Stored data entries:
*** Block opens ***

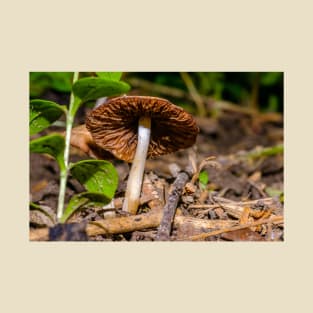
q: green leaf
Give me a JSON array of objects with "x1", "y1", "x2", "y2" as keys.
[
  {"x1": 30, "y1": 99, "x2": 66, "y2": 135},
  {"x1": 60, "y1": 192, "x2": 111, "y2": 223},
  {"x1": 96, "y1": 72, "x2": 123, "y2": 81},
  {"x1": 48, "y1": 72, "x2": 74, "y2": 92},
  {"x1": 30, "y1": 134, "x2": 65, "y2": 171},
  {"x1": 30, "y1": 72, "x2": 73, "y2": 97},
  {"x1": 199, "y1": 170, "x2": 209, "y2": 185},
  {"x1": 70, "y1": 159, "x2": 118, "y2": 198},
  {"x1": 199, "y1": 170, "x2": 209, "y2": 190},
  {"x1": 72, "y1": 77, "x2": 130, "y2": 102}
]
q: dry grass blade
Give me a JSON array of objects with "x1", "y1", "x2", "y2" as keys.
[{"x1": 189, "y1": 197, "x2": 275, "y2": 209}]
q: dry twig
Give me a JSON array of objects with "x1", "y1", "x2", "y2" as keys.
[
  {"x1": 29, "y1": 212, "x2": 238, "y2": 241},
  {"x1": 180, "y1": 216, "x2": 283, "y2": 241},
  {"x1": 189, "y1": 197, "x2": 278, "y2": 219},
  {"x1": 155, "y1": 169, "x2": 191, "y2": 240}
]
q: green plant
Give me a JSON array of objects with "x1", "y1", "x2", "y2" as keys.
[
  {"x1": 30, "y1": 72, "x2": 73, "y2": 97},
  {"x1": 198, "y1": 170, "x2": 209, "y2": 191},
  {"x1": 29, "y1": 72, "x2": 130, "y2": 222},
  {"x1": 126, "y1": 72, "x2": 284, "y2": 113}
]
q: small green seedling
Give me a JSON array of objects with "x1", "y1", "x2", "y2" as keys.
[
  {"x1": 29, "y1": 72, "x2": 130, "y2": 222},
  {"x1": 198, "y1": 170, "x2": 209, "y2": 191}
]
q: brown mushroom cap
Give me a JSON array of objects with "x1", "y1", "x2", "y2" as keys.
[{"x1": 85, "y1": 96, "x2": 199, "y2": 163}]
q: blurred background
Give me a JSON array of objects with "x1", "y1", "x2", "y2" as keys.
[{"x1": 29, "y1": 72, "x2": 284, "y2": 115}]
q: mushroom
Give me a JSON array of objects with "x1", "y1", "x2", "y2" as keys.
[{"x1": 85, "y1": 95, "x2": 199, "y2": 214}]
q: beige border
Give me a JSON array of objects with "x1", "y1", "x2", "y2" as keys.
[{"x1": 1, "y1": 1, "x2": 312, "y2": 312}]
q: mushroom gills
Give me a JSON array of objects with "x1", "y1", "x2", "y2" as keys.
[{"x1": 122, "y1": 116, "x2": 151, "y2": 214}]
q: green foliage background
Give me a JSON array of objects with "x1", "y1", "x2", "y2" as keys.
[{"x1": 30, "y1": 72, "x2": 283, "y2": 114}]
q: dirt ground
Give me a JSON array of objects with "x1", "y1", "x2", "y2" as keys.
[{"x1": 29, "y1": 94, "x2": 284, "y2": 241}]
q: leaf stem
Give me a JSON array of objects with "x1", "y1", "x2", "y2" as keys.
[{"x1": 57, "y1": 72, "x2": 80, "y2": 220}]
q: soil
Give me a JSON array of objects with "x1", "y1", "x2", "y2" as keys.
[{"x1": 29, "y1": 93, "x2": 284, "y2": 241}]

*** Block closes ***

Word for word, restate the lines running from the one containing "q: leaf stem" through the final line of the records above, and nothing besides.

q: leaf stem
Give me a JSON array of objects with "x1", "y1", "x2", "y2" as keys.
[{"x1": 57, "y1": 72, "x2": 80, "y2": 220}]
q: soil
Give me a JSON array of objects with "x1", "y1", "x2", "y2" as keys.
[{"x1": 29, "y1": 93, "x2": 284, "y2": 241}]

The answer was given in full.